▶ [TASK ITEM]
Every entry below is to be retyped exactly as it stands.

*** Opening INPUT DATA ***

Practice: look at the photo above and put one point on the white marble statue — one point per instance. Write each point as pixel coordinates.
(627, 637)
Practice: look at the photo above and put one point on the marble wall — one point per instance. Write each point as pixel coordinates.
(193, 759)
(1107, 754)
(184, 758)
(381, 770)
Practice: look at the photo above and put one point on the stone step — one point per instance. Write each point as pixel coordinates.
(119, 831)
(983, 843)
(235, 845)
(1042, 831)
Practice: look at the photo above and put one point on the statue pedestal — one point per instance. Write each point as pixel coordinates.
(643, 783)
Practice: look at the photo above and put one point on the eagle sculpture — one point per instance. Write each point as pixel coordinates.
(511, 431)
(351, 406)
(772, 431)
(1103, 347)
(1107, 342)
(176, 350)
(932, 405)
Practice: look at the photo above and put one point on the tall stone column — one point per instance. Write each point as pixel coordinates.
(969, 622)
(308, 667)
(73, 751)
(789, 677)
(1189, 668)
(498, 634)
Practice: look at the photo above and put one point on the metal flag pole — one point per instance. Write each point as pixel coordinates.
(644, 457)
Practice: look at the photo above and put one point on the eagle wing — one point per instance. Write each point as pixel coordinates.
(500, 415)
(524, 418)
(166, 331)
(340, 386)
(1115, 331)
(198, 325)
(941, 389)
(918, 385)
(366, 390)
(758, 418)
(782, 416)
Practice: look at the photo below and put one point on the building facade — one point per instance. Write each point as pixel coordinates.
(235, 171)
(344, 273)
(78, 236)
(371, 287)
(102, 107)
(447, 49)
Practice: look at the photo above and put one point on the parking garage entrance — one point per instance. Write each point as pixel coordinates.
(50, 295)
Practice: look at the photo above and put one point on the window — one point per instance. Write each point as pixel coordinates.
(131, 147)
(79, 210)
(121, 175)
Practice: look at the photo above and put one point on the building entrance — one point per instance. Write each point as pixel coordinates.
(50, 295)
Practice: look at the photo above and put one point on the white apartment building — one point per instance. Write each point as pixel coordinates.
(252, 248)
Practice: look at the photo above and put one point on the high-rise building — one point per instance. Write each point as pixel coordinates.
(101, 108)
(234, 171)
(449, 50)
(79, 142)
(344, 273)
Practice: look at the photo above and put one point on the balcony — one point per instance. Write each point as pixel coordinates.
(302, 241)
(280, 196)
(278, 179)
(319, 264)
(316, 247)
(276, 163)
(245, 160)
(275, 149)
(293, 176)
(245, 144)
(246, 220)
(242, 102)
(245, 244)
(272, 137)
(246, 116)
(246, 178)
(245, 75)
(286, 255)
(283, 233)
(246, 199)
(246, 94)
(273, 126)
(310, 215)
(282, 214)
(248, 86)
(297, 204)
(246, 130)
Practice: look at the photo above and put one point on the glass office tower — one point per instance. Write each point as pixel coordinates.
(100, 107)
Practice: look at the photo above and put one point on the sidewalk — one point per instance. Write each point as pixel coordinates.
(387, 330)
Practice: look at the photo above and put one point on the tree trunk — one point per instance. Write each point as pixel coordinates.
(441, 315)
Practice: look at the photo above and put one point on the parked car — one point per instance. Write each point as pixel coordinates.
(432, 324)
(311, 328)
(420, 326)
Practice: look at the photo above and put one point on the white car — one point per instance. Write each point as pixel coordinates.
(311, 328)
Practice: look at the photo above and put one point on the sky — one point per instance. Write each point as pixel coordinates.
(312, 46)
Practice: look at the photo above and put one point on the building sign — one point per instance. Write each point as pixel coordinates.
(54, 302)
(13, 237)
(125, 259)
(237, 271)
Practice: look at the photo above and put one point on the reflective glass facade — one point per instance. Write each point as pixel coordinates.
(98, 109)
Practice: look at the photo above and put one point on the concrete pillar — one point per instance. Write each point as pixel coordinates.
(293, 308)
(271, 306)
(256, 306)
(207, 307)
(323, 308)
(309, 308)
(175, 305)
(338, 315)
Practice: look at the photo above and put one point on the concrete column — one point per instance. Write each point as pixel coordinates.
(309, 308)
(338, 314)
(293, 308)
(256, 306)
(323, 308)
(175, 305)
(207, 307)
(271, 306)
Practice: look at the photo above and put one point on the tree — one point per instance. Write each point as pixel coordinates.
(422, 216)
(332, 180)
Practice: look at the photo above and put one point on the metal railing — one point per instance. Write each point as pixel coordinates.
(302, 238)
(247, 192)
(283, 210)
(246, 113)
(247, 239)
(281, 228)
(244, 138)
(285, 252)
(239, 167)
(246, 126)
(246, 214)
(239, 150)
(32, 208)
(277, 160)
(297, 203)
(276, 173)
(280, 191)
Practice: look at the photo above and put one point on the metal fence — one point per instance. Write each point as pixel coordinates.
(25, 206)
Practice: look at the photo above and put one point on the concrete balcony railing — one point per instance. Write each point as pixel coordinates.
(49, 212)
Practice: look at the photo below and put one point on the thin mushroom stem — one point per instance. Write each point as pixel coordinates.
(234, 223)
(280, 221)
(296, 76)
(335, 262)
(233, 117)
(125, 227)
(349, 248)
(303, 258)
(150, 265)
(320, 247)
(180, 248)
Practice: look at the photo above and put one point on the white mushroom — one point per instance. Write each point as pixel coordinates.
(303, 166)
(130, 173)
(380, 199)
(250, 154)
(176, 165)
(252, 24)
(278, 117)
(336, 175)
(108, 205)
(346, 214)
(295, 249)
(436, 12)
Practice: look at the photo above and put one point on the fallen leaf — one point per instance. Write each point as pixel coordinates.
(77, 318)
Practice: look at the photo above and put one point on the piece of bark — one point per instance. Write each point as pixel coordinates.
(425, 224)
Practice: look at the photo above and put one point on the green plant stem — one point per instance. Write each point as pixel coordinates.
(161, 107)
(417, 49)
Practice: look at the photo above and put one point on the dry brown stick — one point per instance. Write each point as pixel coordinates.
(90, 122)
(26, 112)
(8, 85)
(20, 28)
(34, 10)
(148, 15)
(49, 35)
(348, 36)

*** Closing INPUT DATA ***

▶ [RESULT]
Practice: look at the photo above and put one point on the white marble statue — one point per instance. Write each point as pixel coordinates.
(627, 637)
Practice: look at the photo above and put one point on the marble wall — one point per instance. Write each point as pixel coordinates.
(193, 759)
(1107, 754)
(184, 758)
(381, 770)
Practice: look at the photo above and put one point on the stone step — one point per instance. Write each point as pixel coordinates.
(119, 831)
(983, 843)
(235, 845)
(1042, 831)
Practice: look at the photo above and put one point on the statue pedestal — one point per instance. Write each point as pixel coordinates.
(643, 783)
Practice: look at the photo above and put one point on the eagle sculpture — one point per instance. Write each point as pixel coordinates.
(511, 431)
(351, 406)
(772, 431)
(1103, 347)
(1107, 342)
(176, 350)
(932, 405)
Practice: look at the photo above and put one point on the tall stone column — one point per instance. Write each point as pixel coordinates.
(969, 622)
(308, 667)
(73, 751)
(789, 677)
(1189, 668)
(498, 634)
Practice: look at the photo above and put one point on the metal flag pole — one point per instance. Write each point as pixel coordinates.
(644, 457)
Practice: look at the photo above and put one point on the eagle wing — one point per instance. Write each point as pixel coordinates.
(500, 415)
(524, 418)
(166, 331)
(340, 386)
(1115, 331)
(198, 325)
(941, 389)
(918, 385)
(366, 390)
(758, 418)
(782, 416)
Practice: look at the photo below and put one point on the building facade — one point per instance. Write each point as pixel coordinates.
(235, 171)
(344, 273)
(78, 236)
(371, 287)
(102, 107)
(447, 49)
Practice: look at the photo above and put one point on the parking garage entrance — one point per instance. Write each point as pixel coordinates.
(50, 295)
Practice: look at the photo above and put one point on the window — one point per instance. Write each point as pixel coordinates.
(131, 147)
(79, 210)
(121, 175)
Practice: look at the photo above and put one point on the building entrance — one point per instance. Write each point as pixel coordinates.
(50, 295)
Practice: look at the photo above and put one point on the white apartment building — one point per instance. Write each point as pixel coordinates.
(252, 248)
Practice: look at the photo above and put one point on the high-rise building — one point per instance. Write each point as pixel coordinates.
(101, 108)
(234, 171)
(449, 50)
(79, 142)
(344, 273)
Practice: look at the photo above and put one point on the balcony — one point per instance. Write each point as pixel coordinates.
(302, 241)
(280, 196)
(278, 179)
(319, 264)
(316, 247)
(276, 163)
(245, 160)
(275, 149)
(293, 176)
(245, 144)
(246, 220)
(242, 102)
(245, 244)
(272, 137)
(246, 116)
(246, 178)
(245, 75)
(286, 255)
(283, 233)
(246, 199)
(246, 94)
(273, 126)
(310, 215)
(282, 214)
(248, 86)
(297, 204)
(246, 130)
Practice: look at the photo above and put one point on the glass office tower — one point per instance. Write each point as pixel coordinates.
(100, 107)
Practice: look at the photo above and put one point on the sidewalk — one point per instance. Write each point as pixel coordinates.
(387, 330)
Practice: look at the photo above and put one point on the tree trunk — one point per instance. Write each point as pixel coordinates.
(441, 315)
Practice: look at the photo above and put one point on the parked car — one point per instance. Write each point as pixel coordinates.
(432, 324)
(311, 328)
(420, 326)
Practice: look at the photo above and put one point on the white car — one point per instance. Write each point as pixel coordinates.
(311, 328)
Practice: look at the photo above and put one point on the sky — one point per instance. Write each point as pixel coordinates.
(312, 46)
Practice: look at the photo above and put one point on the building sign — one point per instance. Write each point as pixel coordinates.
(54, 302)
(13, 237)
(125, 259)
(237, 271)
Practice: look at the photo above and put one point on the reflective glass facade — one point per instance. Write each point as pixel coordinates.
(98, 109)
Practice: look at the photo above and put one point on the concrete pillar — one point per instance. Write each point as pixel coordinates.
(293, 308)
(271, 306)
(256, 306)
(207, 307)
(323, 308)
(309, 308)
(175, 305)
(338, 315)
Practice: look at the photo above and put one point on the concrete column — one point per instance. Write each point as pixel coordinates.
(309, 308)
(338, 314)
(293, 308)
(256, 306)
(323, 308)
(175, 305)
(207, 307)
(271, 306)
Practice: look at the photo above and put one point on the tree — one point per instance. Write each point as pixel coordinates.
(422, 216)
(332, 180)
Practice: look at the photo above and put one point on the metal railing — one point per instance. Write each point as pixel coordinates.
(302, 238)
(247, 192)
(283, 210)
(246, 113)
(247, 239)
(281, 228)
(244, 138)
(285, 252)
(239, 167)
(246, 126)
(246, 214)
(239, 150)
(32, 208)
(277, 160)
(297, 203)
(276, 173)
(280, 191)
Practice: look at the photo above and put one point on the metal fence — one point per instance. Write each point as pixel coordinates.
(25, 206)
Practice: look at the photo above and put one point on the concrete balcony railing — one point per instance. Write each point as pixel coordinates.
(49, 212)
Practice: look at the photo below and put one point on the thin mushroom stem — one point per instance. Write each point as pixel coordinates.
(234, 223)
(280, 221)
(296, 76)
(335, 262)
(233, 117)
(125, 227)
(349, 248)
(303, 258)
(150, 265)
(320, 247)
(180, 248)
Practice: look at the photo above and put one point on the white mushroom — one point per instance. Write each point as pixel coordinates.
(303, 166)
(130, 173)
(380, 199)
(250, 154)
(176, 165)
(252, 24)
(278, 117)
(336, 175)
(108, 205)
(346, 214)
(295, 249)
(436, 12)
Practice: look at the photo above and put one point on the fallen leaf — one point per instance. Write each point as pixel coordinates.
(77, 318)
Practice: look at the photo above and put one point on the piece of bark — one point per instance. Write each point as pixel coordinates.
(425, 224)
Practice: look at the photo above and put one point on the green plant stem — one point per instance. Write each point as pixel coordinates.
(161, 107)
(417, 49)
Practice: look at the photo above and put one point on the dry brown stick — one point per instance. Write each point as pixel coordinates.
(90, 122)
(26, 112)
(8, 85)
(20, 28)
(34, 10)
(148, 15)
(49, 35)
(348, 36)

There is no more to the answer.